▶ [Arbeitsauftrag]: Wer verwendete laut dem Text über frühe Computersysteme die Verbindungen Datex-P und X.25 in der Hauptsache?

▶ [Lesetext]:
Warum immer auf Microsoft schimpfen?
Es gab eine Zeit, in der viele Computersysteme gab. Untereinander
höchstunkompatibel in Benutzerführung, Hardware und Programmierung.
Wang, Tandem, IBM, Nixdorf, Kienzle, Siemens, Commodore, Atari,
Apple, Sinclair, Osborne, Schneider u.v.m.
Vor einigen Jahren, es gab Datex-P, X.25 und einfache Mailboxen
(sprach man mit der Verwandschaft darüber, so meinten sie ein
Behältnis in der Küche) mit Akustikkopplern und ein paar illegale 300
Baud-Modems. Wollte jemand die relativ hohen Sicherheitshürden im
Datex-P und X.25 (Banken, Versicherungen und Behörden verwendeten
diese Verbindungen in der Hauptsache, selten mal ein
mittelständisches Unternehmen, Privatpersonen schon gar nicht),
musste man ein relativ hohes Fachwissen haben. Sehr wenige
Netzwerkspezialisten bei der Deutschen Bundespost und in den
entsprechenden Firmen hatten dies. Natürlich auch einige Studenten an
Unis. Wollte man solche Verbindungen ausspionieren, musste man an
entsprechenden Schlüsselposition sitzen und vor allem technisches
Equipment in Preisklassen von einem gehobenen Mittelklassewagen
verwenden. Natürlich gab es auch Staatliche und ausländische Dienste
die diese Techniken nutzen konnten. Nicht jedoch Kreti und Pleti.

▶ [Datensätze]:
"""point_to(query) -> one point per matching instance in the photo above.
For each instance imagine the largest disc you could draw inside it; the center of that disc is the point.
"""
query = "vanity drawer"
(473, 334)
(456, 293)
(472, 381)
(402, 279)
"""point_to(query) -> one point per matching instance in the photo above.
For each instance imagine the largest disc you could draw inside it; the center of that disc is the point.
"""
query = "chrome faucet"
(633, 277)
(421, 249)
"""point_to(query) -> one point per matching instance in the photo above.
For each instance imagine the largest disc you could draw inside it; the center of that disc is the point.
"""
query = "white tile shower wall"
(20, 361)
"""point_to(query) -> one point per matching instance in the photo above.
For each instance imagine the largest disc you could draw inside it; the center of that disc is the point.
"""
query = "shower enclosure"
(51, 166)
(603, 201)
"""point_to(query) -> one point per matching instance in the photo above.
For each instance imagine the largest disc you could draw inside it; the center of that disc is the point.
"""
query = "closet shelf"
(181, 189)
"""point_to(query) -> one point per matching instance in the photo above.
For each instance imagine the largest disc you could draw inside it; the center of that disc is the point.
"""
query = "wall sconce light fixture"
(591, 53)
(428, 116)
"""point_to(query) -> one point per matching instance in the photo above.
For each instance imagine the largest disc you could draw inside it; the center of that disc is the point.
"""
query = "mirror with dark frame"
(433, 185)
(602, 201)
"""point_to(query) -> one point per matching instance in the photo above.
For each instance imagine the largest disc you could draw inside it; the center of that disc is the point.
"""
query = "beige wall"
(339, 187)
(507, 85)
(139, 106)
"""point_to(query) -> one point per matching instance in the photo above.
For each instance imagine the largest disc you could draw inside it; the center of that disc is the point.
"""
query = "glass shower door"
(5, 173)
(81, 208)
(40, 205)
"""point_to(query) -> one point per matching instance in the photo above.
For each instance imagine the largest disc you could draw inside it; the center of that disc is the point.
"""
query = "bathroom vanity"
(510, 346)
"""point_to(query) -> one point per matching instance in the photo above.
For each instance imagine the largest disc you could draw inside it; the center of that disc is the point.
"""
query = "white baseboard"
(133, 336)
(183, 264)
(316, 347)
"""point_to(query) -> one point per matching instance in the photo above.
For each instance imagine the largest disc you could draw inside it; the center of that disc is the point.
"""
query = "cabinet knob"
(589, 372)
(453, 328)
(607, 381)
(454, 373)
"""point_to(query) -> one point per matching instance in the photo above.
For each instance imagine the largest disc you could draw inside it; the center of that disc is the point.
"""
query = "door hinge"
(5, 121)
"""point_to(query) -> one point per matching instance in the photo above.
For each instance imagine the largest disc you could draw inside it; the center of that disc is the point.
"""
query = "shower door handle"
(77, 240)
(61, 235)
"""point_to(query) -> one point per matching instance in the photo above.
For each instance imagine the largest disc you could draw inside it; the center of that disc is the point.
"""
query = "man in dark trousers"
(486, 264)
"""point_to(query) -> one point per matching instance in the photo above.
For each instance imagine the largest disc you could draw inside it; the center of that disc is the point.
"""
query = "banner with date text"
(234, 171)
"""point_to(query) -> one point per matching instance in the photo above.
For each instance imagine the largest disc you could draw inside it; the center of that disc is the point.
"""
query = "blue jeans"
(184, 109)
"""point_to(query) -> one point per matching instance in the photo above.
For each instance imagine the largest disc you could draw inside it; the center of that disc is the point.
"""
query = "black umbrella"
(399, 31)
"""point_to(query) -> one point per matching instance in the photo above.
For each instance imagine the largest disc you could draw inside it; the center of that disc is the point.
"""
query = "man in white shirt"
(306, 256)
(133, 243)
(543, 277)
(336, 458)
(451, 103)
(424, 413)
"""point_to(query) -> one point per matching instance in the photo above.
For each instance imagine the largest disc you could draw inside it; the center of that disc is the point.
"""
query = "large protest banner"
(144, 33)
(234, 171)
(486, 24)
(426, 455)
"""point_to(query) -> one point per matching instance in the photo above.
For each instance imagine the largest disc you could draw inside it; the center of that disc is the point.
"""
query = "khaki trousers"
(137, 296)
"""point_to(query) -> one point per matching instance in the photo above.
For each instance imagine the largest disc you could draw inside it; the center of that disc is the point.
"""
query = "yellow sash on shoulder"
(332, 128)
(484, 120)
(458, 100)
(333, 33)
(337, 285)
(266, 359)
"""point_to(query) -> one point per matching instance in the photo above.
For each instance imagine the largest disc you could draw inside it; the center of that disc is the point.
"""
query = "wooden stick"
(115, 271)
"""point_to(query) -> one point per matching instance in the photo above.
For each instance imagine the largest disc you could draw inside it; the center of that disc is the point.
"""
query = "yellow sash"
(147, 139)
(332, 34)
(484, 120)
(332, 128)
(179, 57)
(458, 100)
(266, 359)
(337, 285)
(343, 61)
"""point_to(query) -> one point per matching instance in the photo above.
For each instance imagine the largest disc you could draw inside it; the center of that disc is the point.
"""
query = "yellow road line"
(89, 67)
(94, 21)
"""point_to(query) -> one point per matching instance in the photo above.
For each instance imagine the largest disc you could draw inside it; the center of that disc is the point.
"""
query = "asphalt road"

▶ [Lösung]: Banken, Versicherungen und Behörden.